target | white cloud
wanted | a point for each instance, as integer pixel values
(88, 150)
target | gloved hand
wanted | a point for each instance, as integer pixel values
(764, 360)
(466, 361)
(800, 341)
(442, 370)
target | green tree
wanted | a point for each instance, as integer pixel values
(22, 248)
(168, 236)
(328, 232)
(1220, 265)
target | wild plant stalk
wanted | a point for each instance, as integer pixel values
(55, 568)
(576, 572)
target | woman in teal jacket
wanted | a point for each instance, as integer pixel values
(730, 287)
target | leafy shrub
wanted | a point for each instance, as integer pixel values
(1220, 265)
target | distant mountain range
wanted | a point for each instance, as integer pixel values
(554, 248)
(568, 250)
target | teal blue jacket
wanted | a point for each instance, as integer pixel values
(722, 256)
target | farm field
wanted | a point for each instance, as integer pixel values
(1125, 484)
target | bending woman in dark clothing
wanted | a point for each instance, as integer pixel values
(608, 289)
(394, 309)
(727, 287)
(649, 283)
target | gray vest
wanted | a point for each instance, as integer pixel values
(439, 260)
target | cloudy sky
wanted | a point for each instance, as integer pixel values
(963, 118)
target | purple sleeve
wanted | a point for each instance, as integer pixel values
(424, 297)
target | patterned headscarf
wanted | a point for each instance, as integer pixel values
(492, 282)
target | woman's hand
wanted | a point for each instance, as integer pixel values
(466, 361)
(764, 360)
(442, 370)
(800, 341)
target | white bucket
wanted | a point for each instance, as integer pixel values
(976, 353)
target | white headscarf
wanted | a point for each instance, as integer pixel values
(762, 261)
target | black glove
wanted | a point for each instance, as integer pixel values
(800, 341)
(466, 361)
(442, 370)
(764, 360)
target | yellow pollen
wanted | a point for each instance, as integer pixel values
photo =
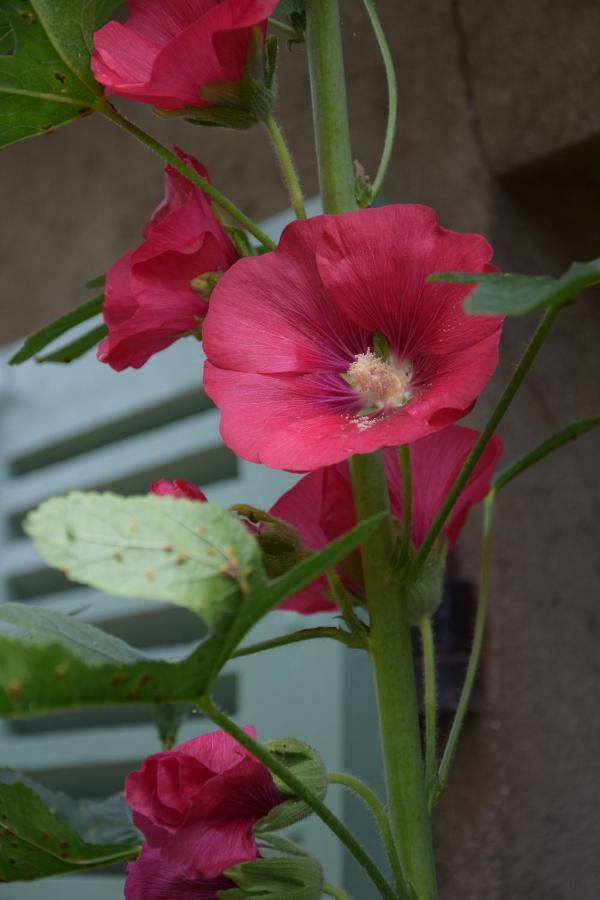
····················
EXERCISE >> Edit the items above by changing each "headscarf" to "head covering" and keeping everything else the same. Write them out again without the pictures.

SOLUTION TO THE EXERCISE >>
target | white cloud
wanted | a point for each instance, as integer pixel values
(88, 150)
target | gloved hand
wanted | a point for each instance, as integer pixel values
(764, 360)
(466, 361)
(800, 341)
(442, 370)
target | green tree
wanted | a point for each instance, as integer pixel values
(22, 248)
(168, 236)
(328, 232)
(1220, 265)
target | wild plant stalk
wanted | a point for each instance, as integer pixel values
(55, 568)
(576, 572)
target | woman in teal jacket
wanted | a point for each instance, as integer pixel values
(730, 287)
target | leafy shrub
wanted | a point for each instance, as integer pixel values
(1220, 265)
target | distant mountain range
wanted | a point for each instance, as integer pixel values
(554, 248)
(568, 250)
target | teal blue jacket
wanted | a point for each instance, as integer pixel values
(722, 256)
target | farm field
wanted | a point for each instance, as integer pixel values
(1125, 484)
target | bending woman in dark clothing
wanted | a point for each instance, as integer pixel values
(608, 289)
(394, 309)
(727, 287)
(649, 283)
target | gray vest
wanted | a point for each instance, as integer pixel values
(439, 260)
target | cloudy sky
wanted | a point for each instance, as integer pixel values
(963, 118)
target | purple sleeve
wanted | a point for each instance, as integer pixel values
(424, 297)
target | patterned head covering
wanted | a point for each instance, as integer pixel values
(492, 282)
target | woman's hand
wanted | a point for each instance, as integer pixel values
(466, 361)
(764, 360)
(442, 370)
(800, 341)
target | white bucket
wanted | a point for each instance, as integer pixel values
(976, 353)
target | white head covering
wanted | a point for each instance, as integer pixel values
(762, 261)
target | black glove
wanted | a point for each instance, as integer pixel values
(800, 341)
(466, 361)
(442, 370)
(764, 360)
target | yellow pollen
wanted | a point for each instance, as integer pixel values
photo =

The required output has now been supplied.